● **Request**: Gather and copy out every line in the records below that contains the word "shrub".

(Records from a point-labeling set)
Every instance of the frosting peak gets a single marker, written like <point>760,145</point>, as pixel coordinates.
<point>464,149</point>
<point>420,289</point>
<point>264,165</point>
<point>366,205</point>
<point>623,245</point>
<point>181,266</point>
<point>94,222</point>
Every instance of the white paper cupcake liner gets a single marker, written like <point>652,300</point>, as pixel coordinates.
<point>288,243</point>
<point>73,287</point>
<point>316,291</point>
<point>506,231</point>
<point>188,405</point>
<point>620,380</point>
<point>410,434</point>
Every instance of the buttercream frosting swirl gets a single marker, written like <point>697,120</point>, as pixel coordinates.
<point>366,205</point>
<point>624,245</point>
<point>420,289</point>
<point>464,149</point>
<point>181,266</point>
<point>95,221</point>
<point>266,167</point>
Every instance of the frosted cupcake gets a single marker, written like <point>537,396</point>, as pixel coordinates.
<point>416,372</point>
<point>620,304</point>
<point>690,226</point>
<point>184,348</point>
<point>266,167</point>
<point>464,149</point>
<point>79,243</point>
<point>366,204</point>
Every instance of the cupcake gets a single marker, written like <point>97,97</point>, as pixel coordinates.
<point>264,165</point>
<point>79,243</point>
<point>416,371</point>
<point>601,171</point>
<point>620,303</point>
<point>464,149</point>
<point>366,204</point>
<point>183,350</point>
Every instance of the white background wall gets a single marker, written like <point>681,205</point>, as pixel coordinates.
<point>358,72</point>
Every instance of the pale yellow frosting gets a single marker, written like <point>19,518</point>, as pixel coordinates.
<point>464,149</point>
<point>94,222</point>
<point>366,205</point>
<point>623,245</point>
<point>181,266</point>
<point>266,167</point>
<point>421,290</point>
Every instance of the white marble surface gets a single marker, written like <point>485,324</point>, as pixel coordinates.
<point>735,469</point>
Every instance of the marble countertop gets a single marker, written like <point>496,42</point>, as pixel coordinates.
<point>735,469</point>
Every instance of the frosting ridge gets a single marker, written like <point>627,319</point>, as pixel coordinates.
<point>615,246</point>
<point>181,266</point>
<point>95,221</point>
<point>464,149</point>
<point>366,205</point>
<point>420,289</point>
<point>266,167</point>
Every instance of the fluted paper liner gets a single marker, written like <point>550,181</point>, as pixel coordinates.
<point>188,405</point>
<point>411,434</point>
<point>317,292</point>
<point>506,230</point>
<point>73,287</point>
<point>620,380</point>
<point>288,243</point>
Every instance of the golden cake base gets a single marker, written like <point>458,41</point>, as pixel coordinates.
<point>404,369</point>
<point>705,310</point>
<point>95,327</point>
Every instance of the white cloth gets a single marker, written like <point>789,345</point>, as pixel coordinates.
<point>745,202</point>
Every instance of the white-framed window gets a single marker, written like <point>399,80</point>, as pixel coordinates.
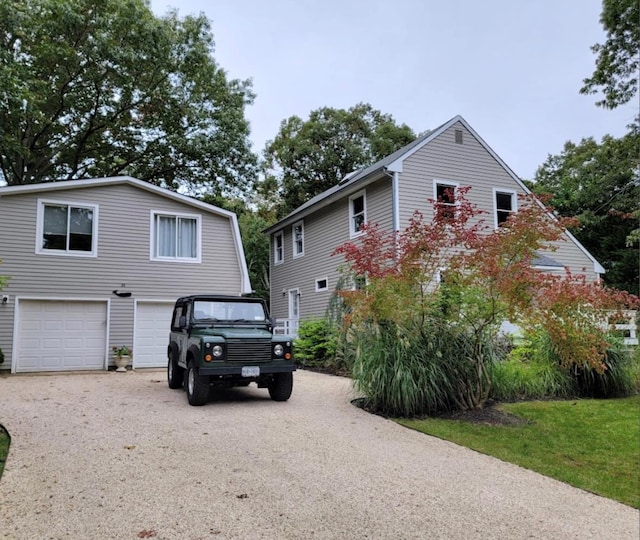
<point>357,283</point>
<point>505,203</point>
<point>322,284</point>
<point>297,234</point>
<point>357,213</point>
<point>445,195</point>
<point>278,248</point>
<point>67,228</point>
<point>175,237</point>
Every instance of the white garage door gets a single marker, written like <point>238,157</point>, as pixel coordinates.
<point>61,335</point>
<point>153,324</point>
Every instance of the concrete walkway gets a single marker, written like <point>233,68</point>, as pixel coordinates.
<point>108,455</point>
...
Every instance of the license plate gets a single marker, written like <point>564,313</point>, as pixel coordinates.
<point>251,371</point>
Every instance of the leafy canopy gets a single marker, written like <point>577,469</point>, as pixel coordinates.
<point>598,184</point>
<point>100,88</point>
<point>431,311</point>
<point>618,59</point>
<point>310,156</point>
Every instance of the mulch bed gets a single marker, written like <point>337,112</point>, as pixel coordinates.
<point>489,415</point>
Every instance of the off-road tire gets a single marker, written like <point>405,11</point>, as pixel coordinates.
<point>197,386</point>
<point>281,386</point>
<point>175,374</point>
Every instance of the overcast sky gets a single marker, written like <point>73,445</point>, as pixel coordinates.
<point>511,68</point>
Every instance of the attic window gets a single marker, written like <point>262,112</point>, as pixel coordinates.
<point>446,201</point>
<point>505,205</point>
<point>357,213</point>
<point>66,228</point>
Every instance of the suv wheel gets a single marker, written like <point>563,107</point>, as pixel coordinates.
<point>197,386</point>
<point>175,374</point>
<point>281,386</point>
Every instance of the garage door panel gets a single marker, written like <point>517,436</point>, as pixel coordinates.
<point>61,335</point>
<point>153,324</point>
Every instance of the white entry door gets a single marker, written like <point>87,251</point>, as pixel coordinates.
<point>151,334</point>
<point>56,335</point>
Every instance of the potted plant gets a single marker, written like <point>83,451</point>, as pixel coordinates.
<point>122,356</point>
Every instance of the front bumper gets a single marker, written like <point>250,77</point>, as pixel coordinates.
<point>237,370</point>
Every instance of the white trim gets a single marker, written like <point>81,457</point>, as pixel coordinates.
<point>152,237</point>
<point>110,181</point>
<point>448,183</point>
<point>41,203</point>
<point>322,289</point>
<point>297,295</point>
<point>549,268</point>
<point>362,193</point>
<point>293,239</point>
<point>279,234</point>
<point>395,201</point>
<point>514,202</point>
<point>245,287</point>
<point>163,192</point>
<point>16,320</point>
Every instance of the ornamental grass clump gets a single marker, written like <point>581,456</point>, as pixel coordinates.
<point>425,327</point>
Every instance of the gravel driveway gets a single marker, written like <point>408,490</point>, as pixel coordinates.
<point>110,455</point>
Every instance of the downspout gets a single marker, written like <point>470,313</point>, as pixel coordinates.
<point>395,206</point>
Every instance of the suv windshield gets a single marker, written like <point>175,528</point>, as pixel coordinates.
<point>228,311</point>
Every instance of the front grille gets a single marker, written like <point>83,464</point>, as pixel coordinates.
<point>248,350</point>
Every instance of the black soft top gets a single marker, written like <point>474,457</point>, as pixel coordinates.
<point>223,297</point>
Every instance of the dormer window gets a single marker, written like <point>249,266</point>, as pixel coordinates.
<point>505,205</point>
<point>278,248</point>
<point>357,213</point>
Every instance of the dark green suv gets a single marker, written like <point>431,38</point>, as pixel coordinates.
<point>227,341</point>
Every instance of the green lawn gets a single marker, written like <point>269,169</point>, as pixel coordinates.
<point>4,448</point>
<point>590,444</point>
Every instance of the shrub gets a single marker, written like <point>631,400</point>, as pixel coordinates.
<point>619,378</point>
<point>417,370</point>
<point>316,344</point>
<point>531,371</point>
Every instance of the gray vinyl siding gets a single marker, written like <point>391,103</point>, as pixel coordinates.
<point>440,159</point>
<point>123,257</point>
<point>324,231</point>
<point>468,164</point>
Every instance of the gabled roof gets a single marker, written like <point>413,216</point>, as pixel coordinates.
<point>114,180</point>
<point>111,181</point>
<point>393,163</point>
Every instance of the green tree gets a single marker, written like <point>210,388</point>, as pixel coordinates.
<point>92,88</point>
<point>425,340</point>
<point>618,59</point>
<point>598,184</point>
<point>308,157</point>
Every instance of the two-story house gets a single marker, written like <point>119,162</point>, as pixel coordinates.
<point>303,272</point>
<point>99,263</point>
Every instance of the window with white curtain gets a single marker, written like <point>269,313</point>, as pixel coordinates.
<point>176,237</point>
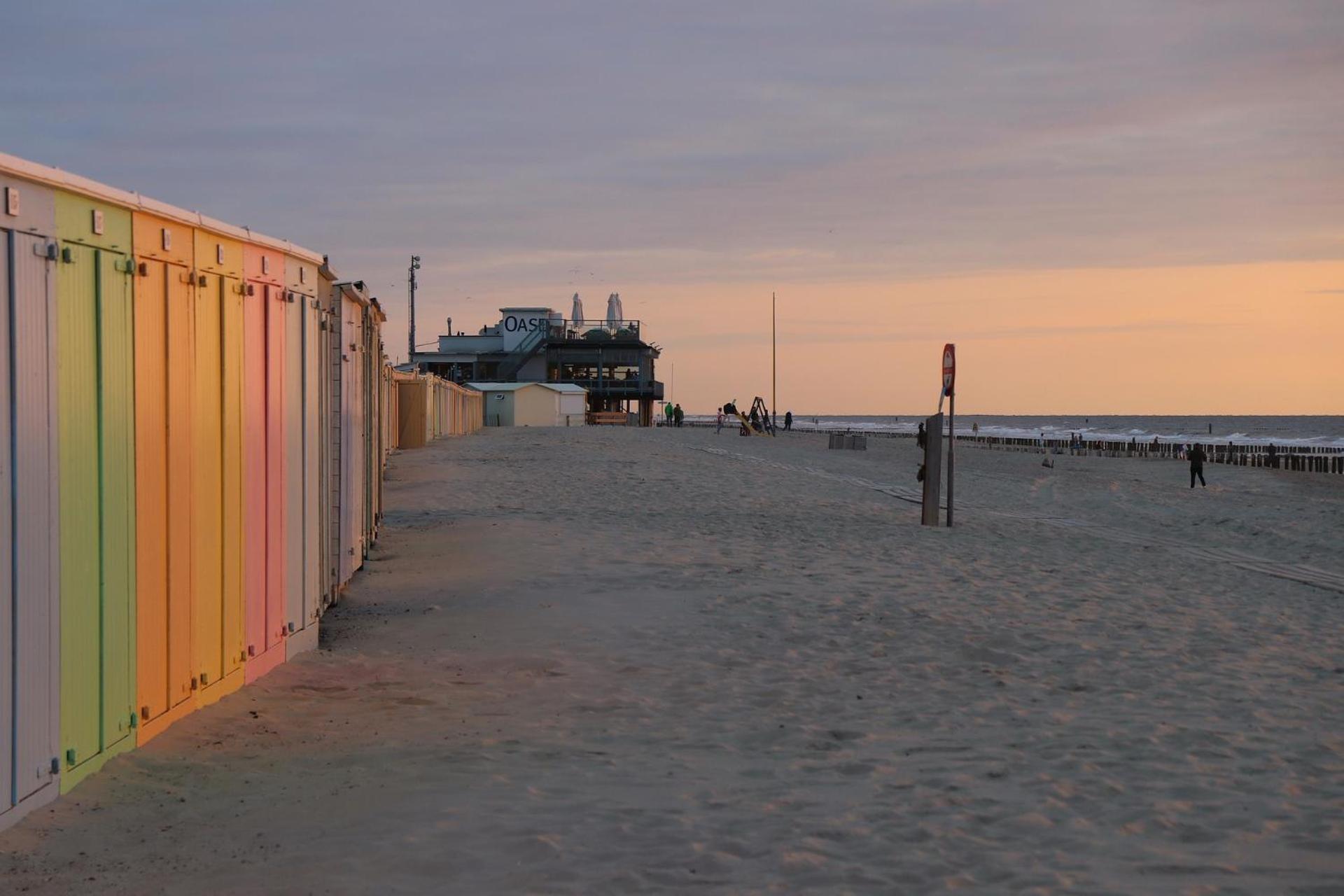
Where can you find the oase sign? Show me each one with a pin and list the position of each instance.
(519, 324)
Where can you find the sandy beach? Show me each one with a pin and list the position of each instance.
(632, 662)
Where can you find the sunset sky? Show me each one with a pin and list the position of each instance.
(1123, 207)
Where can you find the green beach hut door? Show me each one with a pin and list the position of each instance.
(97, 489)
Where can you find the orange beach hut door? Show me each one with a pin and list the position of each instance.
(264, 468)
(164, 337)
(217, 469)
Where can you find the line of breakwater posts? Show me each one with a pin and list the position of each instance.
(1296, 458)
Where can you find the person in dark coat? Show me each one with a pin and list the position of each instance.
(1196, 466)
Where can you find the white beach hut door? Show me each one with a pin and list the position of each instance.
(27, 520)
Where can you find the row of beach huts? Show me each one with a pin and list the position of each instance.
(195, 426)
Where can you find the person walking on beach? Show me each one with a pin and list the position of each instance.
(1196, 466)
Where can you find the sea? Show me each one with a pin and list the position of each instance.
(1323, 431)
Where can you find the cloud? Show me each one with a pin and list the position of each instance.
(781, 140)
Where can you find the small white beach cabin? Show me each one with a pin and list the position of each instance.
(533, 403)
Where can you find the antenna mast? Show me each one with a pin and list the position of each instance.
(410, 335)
---
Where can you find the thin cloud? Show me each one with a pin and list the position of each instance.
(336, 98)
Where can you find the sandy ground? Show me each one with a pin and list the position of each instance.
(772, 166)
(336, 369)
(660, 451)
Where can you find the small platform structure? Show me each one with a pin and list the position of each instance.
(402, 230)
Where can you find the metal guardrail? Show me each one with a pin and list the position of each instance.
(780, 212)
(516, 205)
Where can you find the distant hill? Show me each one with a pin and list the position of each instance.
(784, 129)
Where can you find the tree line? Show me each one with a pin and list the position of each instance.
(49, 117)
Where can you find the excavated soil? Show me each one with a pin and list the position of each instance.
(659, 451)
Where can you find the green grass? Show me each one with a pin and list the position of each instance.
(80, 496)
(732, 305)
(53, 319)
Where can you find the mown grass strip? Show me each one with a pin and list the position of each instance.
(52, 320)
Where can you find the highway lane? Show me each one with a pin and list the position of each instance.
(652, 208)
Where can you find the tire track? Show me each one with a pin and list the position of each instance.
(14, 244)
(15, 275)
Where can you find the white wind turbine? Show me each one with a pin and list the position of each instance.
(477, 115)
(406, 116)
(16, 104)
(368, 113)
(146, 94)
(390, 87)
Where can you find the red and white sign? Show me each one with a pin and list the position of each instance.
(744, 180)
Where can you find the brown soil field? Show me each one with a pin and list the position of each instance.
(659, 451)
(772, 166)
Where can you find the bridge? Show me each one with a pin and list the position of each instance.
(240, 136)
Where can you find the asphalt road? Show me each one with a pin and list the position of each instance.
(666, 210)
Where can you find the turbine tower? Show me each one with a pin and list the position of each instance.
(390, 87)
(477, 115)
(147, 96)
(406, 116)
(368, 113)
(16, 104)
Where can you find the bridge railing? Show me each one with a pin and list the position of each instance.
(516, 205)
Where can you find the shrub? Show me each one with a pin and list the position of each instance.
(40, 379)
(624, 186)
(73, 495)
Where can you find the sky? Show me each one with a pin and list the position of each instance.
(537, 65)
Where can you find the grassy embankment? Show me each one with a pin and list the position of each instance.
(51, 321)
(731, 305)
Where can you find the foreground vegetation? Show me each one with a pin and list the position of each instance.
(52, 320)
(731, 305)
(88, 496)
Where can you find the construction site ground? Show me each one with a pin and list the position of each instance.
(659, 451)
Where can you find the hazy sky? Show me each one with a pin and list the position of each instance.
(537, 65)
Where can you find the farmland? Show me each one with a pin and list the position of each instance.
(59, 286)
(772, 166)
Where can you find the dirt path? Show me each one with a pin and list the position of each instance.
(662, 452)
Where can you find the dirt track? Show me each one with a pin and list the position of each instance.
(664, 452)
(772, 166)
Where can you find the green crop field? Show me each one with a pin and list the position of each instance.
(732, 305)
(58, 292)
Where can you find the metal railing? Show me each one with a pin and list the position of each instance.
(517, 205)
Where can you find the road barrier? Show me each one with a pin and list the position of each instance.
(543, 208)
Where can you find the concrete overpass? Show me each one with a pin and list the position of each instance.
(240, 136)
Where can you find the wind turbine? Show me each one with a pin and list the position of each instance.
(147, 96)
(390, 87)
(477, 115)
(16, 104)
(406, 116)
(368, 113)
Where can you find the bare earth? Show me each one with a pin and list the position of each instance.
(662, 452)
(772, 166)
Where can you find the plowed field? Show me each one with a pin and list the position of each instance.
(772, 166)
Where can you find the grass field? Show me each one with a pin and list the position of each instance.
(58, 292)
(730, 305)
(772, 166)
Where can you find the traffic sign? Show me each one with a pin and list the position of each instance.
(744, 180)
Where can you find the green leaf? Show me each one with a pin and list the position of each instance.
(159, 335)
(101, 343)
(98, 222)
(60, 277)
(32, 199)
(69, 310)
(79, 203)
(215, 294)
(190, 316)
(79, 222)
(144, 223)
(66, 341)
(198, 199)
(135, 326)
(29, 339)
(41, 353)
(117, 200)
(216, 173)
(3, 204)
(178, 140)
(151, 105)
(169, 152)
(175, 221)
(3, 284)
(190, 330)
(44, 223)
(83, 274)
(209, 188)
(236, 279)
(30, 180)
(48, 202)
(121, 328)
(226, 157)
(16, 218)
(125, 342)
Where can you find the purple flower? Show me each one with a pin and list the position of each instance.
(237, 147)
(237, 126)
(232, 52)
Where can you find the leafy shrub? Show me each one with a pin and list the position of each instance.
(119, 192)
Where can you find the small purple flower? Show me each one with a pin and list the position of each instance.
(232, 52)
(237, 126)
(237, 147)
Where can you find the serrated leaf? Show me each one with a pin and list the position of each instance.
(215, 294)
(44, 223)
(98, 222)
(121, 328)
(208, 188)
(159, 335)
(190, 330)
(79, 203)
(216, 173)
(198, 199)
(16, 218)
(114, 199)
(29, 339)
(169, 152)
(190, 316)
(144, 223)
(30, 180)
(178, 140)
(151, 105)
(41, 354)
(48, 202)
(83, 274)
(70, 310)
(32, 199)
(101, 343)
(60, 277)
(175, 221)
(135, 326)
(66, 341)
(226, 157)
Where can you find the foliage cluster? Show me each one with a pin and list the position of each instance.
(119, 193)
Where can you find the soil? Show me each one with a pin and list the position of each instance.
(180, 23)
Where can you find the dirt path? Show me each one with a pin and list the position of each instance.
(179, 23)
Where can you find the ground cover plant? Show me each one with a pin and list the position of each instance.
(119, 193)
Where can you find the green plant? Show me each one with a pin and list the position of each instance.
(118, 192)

● **Written answer**:
Every instance of the shrub gets a single marker, written like <point>631,400</point>, as pixel coordinates.
Where can you find the shrub? Show me each one with a pin and list the position of each instance.
Where can you find the leafy shrub? Show me each one with a pin and list the position of each instance.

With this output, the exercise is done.